Filter the rows below, keeping every line that contains the string "stone". The match is case-sensitive.

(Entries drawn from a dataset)
______________________________
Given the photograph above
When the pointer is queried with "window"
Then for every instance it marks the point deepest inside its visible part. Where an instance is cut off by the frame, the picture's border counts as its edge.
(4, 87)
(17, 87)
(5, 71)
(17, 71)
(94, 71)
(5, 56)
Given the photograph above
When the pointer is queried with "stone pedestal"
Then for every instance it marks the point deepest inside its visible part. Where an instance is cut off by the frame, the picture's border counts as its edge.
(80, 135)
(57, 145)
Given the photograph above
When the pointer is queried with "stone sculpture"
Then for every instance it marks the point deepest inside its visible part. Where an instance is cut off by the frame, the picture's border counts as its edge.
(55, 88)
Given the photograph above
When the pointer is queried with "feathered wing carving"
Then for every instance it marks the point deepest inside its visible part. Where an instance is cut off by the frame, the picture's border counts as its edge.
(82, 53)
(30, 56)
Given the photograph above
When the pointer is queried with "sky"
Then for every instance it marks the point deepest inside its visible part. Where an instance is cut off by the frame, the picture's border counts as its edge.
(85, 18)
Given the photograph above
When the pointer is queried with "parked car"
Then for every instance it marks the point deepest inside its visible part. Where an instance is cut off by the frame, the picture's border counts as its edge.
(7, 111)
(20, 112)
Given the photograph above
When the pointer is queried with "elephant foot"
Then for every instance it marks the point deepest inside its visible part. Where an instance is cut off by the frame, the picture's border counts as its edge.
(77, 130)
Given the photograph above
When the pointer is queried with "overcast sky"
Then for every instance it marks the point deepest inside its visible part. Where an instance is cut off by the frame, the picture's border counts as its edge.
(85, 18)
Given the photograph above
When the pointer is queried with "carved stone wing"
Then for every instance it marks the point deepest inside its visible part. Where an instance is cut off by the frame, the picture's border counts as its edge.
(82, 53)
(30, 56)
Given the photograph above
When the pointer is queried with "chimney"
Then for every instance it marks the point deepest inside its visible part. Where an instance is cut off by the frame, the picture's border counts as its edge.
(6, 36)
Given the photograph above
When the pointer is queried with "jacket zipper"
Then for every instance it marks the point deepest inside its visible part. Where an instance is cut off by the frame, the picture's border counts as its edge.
______________________________
Answer for the task
When the pointer is queried with "stone pedestal"
When the pointer is queried with "stone sculpture"
When the pointer is queried with "carved stone wing"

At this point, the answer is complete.